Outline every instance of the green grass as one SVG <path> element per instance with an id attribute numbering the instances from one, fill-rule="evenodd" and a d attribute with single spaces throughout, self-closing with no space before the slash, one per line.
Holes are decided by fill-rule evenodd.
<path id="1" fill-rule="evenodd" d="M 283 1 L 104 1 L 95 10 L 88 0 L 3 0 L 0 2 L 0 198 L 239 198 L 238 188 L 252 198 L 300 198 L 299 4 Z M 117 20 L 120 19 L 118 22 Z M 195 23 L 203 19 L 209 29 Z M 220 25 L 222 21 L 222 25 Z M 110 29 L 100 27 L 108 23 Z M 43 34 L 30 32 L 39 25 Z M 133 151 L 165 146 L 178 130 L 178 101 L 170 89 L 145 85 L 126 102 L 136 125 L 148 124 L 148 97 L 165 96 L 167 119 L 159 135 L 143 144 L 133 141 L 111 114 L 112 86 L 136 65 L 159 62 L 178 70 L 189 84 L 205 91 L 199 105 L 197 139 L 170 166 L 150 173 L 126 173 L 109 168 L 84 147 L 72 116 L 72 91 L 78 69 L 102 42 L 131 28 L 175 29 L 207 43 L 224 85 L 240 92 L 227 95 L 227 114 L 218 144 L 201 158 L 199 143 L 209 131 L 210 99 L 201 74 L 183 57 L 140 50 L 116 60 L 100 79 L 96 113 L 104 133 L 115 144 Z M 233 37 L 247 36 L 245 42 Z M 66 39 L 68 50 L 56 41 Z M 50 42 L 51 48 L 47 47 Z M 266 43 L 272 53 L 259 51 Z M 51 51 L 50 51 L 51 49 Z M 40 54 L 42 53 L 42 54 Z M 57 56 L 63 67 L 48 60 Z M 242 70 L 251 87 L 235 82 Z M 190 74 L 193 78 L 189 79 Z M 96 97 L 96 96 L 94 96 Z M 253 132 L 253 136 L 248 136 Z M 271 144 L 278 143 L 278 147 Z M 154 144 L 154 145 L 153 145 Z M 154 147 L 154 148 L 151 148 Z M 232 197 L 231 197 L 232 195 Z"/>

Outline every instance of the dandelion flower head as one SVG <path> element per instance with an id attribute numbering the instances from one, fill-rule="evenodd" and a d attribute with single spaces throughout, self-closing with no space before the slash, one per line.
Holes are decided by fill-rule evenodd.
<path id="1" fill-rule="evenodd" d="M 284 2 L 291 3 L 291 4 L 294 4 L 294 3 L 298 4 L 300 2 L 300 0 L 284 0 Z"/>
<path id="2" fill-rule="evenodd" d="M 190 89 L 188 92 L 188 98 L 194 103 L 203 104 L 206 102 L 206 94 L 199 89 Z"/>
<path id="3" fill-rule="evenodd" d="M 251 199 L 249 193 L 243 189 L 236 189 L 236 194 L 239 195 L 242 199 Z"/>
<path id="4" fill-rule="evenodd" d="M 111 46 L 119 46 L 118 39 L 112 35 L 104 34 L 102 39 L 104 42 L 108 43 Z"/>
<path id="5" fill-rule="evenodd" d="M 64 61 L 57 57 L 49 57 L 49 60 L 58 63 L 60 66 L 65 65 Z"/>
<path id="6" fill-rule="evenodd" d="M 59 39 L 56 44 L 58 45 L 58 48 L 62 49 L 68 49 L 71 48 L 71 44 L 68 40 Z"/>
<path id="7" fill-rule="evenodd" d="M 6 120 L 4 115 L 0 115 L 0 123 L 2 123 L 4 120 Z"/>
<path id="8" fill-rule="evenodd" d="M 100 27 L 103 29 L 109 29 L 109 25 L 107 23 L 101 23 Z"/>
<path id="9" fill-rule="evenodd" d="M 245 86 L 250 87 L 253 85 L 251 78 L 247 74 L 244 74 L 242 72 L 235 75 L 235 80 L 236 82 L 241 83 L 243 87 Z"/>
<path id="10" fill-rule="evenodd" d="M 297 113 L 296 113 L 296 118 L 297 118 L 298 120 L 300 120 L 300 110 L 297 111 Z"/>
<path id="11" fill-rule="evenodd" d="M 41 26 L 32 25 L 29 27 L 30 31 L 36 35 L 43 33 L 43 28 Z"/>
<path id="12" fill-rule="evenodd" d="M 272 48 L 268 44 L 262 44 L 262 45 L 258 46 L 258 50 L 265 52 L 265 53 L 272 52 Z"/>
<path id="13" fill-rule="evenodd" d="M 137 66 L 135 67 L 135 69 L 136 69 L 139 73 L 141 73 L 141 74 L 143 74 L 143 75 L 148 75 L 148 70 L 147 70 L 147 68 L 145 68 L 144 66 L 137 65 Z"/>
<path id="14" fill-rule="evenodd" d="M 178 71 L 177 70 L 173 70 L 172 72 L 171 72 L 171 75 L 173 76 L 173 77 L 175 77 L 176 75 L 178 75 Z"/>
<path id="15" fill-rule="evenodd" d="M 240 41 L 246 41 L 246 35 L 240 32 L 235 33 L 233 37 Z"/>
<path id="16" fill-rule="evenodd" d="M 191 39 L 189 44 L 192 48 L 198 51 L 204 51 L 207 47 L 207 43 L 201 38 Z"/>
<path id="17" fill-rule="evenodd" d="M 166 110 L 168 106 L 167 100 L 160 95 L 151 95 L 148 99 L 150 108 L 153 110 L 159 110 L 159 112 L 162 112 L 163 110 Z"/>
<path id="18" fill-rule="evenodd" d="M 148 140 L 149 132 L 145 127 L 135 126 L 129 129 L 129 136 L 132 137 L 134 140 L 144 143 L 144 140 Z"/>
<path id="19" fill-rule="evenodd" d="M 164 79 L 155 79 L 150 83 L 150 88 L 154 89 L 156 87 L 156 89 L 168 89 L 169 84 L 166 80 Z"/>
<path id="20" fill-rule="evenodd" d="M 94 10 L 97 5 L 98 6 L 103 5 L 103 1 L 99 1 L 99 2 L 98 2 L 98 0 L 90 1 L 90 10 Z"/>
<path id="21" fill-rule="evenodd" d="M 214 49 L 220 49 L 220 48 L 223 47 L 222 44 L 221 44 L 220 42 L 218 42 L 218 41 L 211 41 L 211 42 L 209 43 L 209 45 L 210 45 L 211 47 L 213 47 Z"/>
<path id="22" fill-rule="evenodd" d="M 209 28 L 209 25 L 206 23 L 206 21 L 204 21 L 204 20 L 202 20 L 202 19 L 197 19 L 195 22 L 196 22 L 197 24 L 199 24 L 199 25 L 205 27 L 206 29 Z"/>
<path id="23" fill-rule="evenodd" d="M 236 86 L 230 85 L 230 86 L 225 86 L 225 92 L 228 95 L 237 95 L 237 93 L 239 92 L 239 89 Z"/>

-*-

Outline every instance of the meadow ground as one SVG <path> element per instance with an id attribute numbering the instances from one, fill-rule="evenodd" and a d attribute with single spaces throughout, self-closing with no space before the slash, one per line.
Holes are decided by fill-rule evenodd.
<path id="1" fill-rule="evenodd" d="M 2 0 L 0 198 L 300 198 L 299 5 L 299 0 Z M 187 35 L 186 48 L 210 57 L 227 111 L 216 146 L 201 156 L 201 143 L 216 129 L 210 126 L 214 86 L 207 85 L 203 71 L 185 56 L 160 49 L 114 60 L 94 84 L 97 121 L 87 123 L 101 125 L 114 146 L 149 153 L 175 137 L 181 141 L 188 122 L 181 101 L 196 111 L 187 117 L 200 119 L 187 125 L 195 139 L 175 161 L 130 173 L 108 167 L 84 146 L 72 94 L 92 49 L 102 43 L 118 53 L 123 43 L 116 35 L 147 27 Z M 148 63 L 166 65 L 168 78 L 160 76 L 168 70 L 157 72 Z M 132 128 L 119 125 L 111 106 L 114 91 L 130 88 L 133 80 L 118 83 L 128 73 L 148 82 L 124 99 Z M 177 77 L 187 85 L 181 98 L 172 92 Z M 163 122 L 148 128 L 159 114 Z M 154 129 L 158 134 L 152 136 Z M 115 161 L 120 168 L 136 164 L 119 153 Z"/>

-*-

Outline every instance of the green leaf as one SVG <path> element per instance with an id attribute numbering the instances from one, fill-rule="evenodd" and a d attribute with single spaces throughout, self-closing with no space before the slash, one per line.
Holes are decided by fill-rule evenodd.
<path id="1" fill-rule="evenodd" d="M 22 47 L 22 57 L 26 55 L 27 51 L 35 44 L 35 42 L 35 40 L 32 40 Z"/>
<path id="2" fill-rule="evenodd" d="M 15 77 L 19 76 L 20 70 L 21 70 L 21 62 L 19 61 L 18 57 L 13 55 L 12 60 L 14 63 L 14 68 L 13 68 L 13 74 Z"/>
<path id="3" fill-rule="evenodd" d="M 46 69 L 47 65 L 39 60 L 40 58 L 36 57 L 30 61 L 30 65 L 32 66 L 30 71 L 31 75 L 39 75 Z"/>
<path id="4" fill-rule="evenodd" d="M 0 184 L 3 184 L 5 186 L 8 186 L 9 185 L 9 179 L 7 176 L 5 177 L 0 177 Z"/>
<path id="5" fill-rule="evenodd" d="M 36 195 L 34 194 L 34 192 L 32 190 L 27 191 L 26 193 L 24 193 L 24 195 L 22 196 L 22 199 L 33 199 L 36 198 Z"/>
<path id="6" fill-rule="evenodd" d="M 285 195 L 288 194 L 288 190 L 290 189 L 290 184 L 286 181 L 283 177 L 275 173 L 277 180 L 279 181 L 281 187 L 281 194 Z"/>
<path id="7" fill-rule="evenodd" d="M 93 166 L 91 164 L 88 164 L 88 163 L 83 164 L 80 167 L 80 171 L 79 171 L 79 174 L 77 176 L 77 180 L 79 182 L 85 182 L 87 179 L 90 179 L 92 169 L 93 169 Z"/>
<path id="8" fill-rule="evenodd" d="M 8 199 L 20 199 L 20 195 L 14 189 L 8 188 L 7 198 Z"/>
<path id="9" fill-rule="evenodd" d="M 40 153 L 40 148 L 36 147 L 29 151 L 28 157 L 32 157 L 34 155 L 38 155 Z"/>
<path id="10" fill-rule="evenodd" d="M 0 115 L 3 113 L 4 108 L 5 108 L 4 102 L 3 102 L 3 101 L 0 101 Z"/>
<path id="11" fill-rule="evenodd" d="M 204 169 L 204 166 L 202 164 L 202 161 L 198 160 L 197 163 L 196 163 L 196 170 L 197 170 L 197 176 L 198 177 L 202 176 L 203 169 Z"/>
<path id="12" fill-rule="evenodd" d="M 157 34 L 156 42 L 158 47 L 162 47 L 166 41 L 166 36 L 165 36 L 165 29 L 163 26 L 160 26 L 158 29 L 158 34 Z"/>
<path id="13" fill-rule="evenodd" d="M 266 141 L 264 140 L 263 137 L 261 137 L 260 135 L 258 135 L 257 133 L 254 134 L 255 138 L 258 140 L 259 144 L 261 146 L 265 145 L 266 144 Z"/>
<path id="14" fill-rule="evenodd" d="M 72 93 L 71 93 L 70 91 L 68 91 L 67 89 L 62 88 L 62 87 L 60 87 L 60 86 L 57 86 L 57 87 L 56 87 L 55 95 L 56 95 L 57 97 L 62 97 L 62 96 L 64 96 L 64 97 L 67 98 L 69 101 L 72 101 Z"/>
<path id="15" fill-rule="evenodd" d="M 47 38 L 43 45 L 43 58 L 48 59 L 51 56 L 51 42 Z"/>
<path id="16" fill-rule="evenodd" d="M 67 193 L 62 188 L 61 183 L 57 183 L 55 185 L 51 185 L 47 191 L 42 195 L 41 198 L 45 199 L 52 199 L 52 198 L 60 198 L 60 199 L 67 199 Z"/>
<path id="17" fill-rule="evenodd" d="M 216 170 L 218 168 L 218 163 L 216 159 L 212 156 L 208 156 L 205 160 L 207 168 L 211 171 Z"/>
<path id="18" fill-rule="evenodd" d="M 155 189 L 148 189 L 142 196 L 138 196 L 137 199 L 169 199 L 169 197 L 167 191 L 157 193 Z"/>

-*-

REQUIREMENT >>
Can you repeat, word for word, every line above from the one containing "Outline every instance of the green grass" down to the one containing "Outline every instance of the dandelion", including both?

WRITTEN ANSWER >>
Outline every instance of the green grass as one SVG <path> element per instance with an id attribute numbering the instances from one, fill-rule="evenodd" and a d attribute with single spaces throughout, self-closing with no space before the slash, one per line.
Holes are decided by fill-rule evenodd.
<path id="1" fill-rule="evenodd" d="M 283 1 L 104 1 L 95 10 L 88 0 L 3 0 L 0 2 L 0 198 L 239 198 L 238 188 L 252 198 L 300 198 L 299 4 Z M 117 20 L 120 19 L 118 22 Z M 195 23 L 203 19 L 209 29 Z M 220 25 L 222 21 L 222 25 Z M 110 29 L 100 27 L 108 23 Z M 43 34 L 30 32 L 39 25 Z M 133 151 L 165 146 L 178 130 L 178 101 L 170 89 L 145 85 L 126 102 L 136 125 L 148 124 L 148 97 L 165 96 L 167 119 L 159 135 L 143 144 L 133 141 L 111 114 L 112 86 L 136 65 L 159 62 L 178 70 L 189 84 L 205 91 L 199 105 L 197 139 L 170 166 L 150 173 L 126 173 L 109 168 L 84 147 L 72 116 L 72 91 L 78 69 L 102 42 L 131 28 L 175 29 L 207 43 L 224 85 L 240 92 L 227 95 L 227 114 L 218 144 L 201 158 L 199 143 L 209 131 L 210 99 L 201 74 L 183 57 L 140 50 L 116 60 L 100 79 L 96 113 L 104 133 L 115 144 Z M 233 37 L 247 36 L 245 42 Z M 66 39 L 68 50 L 56 41 Z M 50 42 L 51 48 L 47 47 Z M 266 43 L 272 53 L 259 51 Z M 51 51 L 50 51 L 51 49 Z M 40 54 L 42 53 L 42 54 Z M 57 56 L 63 67 L 48 60 Z M 242 70 L 251 87 L 235 82 Z M 190 74 L 193 78 L 189 79 Z M 96 97 L 96 96 L 94 96 Z M 253 132 L 253 136 L 248 136 Z M 271 144 L 278 143 L 278 147 Z M 154 144 L 154 145 L 153 145 Z M 154 147 L 154 148 L 151 148 Z M 232 197 L 231 197 L 232 195 Z"/>

Outline every instance of the dandelion flower head as one SVG <path> element per instance with an id attribute numbering the instances from one, fill-rule="evenodd" and a d attribute with single spaces throughout, self-closing with no space before the slash, one per line.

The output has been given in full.